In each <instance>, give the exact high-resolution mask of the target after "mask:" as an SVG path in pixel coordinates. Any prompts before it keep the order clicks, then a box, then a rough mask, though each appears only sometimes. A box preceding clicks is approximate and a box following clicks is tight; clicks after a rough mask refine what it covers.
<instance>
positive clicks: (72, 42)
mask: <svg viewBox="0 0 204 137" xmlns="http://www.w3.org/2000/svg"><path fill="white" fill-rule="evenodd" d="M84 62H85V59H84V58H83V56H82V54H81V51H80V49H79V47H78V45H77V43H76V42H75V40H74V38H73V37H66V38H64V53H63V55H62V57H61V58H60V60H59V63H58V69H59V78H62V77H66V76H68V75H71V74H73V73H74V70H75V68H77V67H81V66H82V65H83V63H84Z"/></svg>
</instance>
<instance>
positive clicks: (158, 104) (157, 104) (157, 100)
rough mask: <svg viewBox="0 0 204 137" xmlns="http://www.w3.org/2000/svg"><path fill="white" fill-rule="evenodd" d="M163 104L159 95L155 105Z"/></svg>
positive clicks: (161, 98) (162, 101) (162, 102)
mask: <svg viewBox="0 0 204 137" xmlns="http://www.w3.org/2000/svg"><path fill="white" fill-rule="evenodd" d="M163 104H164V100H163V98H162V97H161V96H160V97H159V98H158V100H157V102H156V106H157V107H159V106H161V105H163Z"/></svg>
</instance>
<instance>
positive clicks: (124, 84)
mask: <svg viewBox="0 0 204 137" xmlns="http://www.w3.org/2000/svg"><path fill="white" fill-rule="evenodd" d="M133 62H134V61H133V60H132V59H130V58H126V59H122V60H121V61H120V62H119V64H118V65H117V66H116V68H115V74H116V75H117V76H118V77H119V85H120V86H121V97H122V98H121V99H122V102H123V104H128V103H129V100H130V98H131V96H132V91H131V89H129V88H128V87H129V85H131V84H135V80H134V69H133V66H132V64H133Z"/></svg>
---*---
Prompt:
Put each line of the records above into a JSON list of strings, one string per line, and leave out any blank lines.

Expected output:
[
  "In each <instance>, give the exact high-resolution mask of the target after \"mask:\" as an SVG path in pixel coordinates. Any prompts before it keep the order clicks, then a box, then a rough mask, though each appears only sometimes. A box preceding clicks is approximate and a box following clicks is tight; clicks after a rough mask refine what it covers.",
  "<instance>",
  "positive clicks: (72, 42)",
  "mask: <svg viewBox=\"0 0 204 137\" xmlns=\"http://www.w3.org/2000/svg\"><path fill=\"white\" fill-rule=\"evenodd\" d=\"M84 62H85V59H84V58H83V56H82V54H81V51H80V49H79V47H78V45H77V43H76V42H75V40H74V38H73V37H66V38H64V53H63V55H62V57H61V58H60V60H59V63H58V69H59V78H62V77H66V76H68V75H71V74H73V73H74V70H75V68H77V67H81V66H82V65H83V63H84Z\"/></svg>",
  "</instance>",
  "<instance>",
  "positive clicks: (158, 104) (157, 104) (157, 100)",
  "rough mask: <svg viewBox=\"0 0 204 137\" xmlns=\"http://www.w3.org/2000/svg\"><path fill=\"white\" fill-rule=\"evenodd\" d=\"M163 104L159 95L155 105Z\"/></svg>",
  "positive clicks: (161, 98) (162, 101) (162, 102)",
  "mask: <svg viewBox=\"0 0 204 137\" xmlns=\"http://www.w3.org/2000/svg\"><path fill=\"white\" fill-rule=\"evenodd\" d=\"M163 104H164V100H163V98H162V97H161V96H160V97H159V98H158V100H157V102H156V106H157V107H159V106H161V105H163Z\"/></svg>",
  "</instance>",
  "<instance>",
  "positive clicks: (124, 84)",
  "mask: <svg viewBox=\"0 0 204 137\" xmlns=\"http://www.w3.org/2000/svg\"><path fill=\"white\" fill-rule=\"evenodd\" d=\"M133 62H134V61H133V60H132V59H130V58H126V59H122V60H121V61H120V62H119V64H118V65H117V66H116V68H115V74H116V75H117V76H118V77H119V85H120V86H121V97H122V98H121V99H122V102H123V104H128V103H129V100H130V98H131V96H132V91H131V89H129V88H128V87H129V85H131V84H135V80H134V69H133V66H132V64H133Z\"/></svg>"
]